→ **WHAT YOU WILL DO**
1 - In the memoir passage about freedom of speech, what two things was it not allowed to criticize?
2 - List every aspect of speech that the memoir passage on freedom of speech says should have legal limits.
3 - Continue the memoir passage about freedom of speech behind the iron curtain from the point where it ends.

───── GIVEN PASSAGE ─────

Behind the Iron Curtain part 31 – Freedom of Speech

These are my recollections of a life behind the iron curtain. I do not aim to give a perfect and objective evaluation of anything but to share my personal experiences and memories. It will explain why I just cannot get misty-eyed over some ideas on the political left and why I loathe many ideas on the right.

If you have read enough of my writings and comments, you know that I am no free speech absolutists. I do think that there should be legal limits to what, where and how is discussed because unregulated free speech is actually not free at all – it allows toxic ideas to spread at the detriment of sensible ones. The old paradox about tolerating intolerance does definitively apply.

However I do on occasion wonder how much of this attitude is due to my growing up in an environment where freedom of speech was de-facto nonexistent. Oh, people were allowed to say anything they want about whatever they want – as long as it did not contradict the official party opinion on the matter. Criticizing USSR or the Communist Party was not allowed and the punishments for transgressions were not trivial either.

During my life, the regime has mellowed a lot already, so people did not just disappear overnight for saying something wrong, but they still could get into trouble if they said something critical of the regime and it got to the wrong ears. And it could be enough if one of your kids babbled in the school about how one of their relatives was criticizing the communist party.

───── STUDY MATERIAL ─────

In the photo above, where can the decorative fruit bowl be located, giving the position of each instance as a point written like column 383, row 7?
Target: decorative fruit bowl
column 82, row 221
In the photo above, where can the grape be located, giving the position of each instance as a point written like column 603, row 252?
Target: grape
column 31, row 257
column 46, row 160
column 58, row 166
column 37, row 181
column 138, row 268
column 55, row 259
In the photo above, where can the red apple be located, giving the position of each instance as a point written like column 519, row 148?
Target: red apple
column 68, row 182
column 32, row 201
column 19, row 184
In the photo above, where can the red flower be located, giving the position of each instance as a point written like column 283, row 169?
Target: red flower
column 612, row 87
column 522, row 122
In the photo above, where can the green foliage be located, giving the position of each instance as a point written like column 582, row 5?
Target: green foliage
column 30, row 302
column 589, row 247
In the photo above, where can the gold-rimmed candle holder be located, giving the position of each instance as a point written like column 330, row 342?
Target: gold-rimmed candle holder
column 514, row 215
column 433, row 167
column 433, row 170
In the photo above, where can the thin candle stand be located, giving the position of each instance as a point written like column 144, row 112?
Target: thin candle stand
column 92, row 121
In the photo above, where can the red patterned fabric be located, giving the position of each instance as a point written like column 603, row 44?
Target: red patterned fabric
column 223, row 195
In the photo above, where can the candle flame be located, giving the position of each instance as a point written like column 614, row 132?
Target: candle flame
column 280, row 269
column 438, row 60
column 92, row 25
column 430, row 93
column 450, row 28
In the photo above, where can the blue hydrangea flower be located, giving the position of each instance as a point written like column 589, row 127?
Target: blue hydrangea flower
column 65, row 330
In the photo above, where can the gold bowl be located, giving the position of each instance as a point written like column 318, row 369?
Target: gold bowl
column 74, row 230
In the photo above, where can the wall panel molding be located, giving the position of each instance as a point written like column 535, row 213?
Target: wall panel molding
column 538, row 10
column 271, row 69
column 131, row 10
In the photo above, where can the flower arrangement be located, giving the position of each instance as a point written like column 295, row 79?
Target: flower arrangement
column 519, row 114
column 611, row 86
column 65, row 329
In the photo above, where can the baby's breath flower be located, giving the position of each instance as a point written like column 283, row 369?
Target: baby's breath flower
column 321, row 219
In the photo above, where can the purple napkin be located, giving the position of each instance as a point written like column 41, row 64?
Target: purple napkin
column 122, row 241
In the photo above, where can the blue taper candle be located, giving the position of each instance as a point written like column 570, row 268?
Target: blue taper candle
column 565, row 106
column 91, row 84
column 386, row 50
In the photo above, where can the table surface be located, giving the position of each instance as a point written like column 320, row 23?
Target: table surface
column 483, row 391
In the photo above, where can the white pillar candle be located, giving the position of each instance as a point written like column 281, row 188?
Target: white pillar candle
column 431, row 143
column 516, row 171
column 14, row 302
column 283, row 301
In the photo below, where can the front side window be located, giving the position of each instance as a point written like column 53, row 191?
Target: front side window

─────

→ **RESULTS OF THE TASKS**
1 - The USSR and the Communist Party.

2 - What is discussed, where it is discussed, and how it is discussed.

3 -
I have found myself in this situation as a kid. One of my uncles was a fervent follower of the party in the 60s, then he got shortly out into West Germany in the 70s and after seeing the standard of living there in comparison to our “socialist paradise”, he made a U-turn in opinion. The only reasons he and his wife got back were their two sons, who were still small and whom they did not have with them – and whom they might not get back if they emigrated illegally.

Ever since that he did not have a kind word for the Communist Party and he vented often in front of the TV during the evening news. I was present a few times for that and it caused me great discomfort to hear what he said. It was in direct contradiction with the “truth” that was told in school, with the “truth” printed in Pravda, and with the “truth” on TV. He was critical of all those amazing and all-knowing party officials! At the time I had no way of discerning on whose side the actual truth lies, but luckily I did not go to our teacher for answers, but first to my parents. Who have told me that I should try not to think about this and to never tell anyone what my uncle was saying because he could go to jail.

After the fall of the Iron Curtain, this was summed up in a saying “One of the most difficult things in parenting was to convince your kids to tell the truth at home, and not to tell it in public”.

Finding the right balance between unregulated speech and an iron grip on what people are allowed to say is not an easy task and I do not have the answer where the exact line lies. I have seen both extremes in action in real life and on the internet and both extremes do not work in the long run. Too much regulation and you end up with an isolated bubble, an echo chamber (and I do not mean state regulation only). But too lax or absent regulations lead to toxic environments overrun with those who shout the loudest and who have no squabbles to spout lies faster than they can be reasonably debunked. So I can only say the balance is worth seeking.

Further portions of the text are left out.